** Opening Material for this task block **

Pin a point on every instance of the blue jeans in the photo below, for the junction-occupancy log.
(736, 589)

** Closing Material for this task block **
** Opening Material for this task block **

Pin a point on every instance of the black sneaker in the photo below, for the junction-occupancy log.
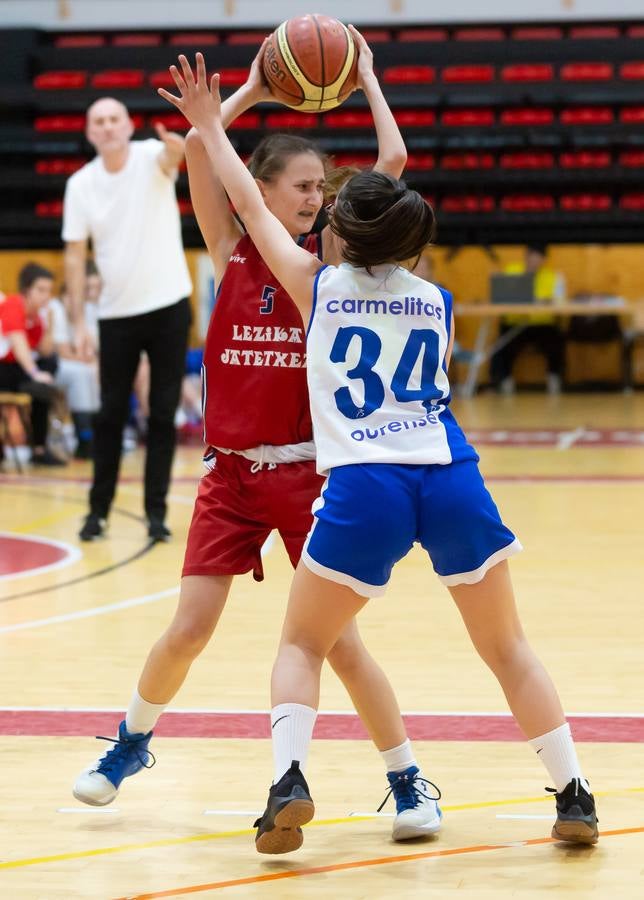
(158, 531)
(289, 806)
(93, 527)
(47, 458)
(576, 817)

** Closing Material for this task block **
** Opening Material for this task block **

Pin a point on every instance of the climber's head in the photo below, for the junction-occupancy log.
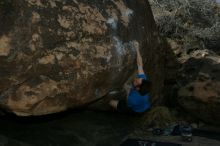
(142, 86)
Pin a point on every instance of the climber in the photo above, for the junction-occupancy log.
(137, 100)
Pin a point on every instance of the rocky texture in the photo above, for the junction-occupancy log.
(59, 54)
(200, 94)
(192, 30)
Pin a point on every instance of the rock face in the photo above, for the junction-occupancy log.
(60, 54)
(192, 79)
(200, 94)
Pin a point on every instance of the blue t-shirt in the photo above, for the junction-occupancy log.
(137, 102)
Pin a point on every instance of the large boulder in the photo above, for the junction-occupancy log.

** Closing Material for this task block **

* _Exercise_
In the data above, find the line that contains "Pin a point on every instance of the blue t-shirt" and the line that contains "Pin a point on every instance of the large". Repeat exactly those lines and every line between them, and only those.

* _Response below_
Pin a point on every instance of the blue t-shirt in the photo above, for the junction-occupancy log.
(137, 102)
Pin a point on every instance of the large boulder in the photo above, for the junction-occupancy log.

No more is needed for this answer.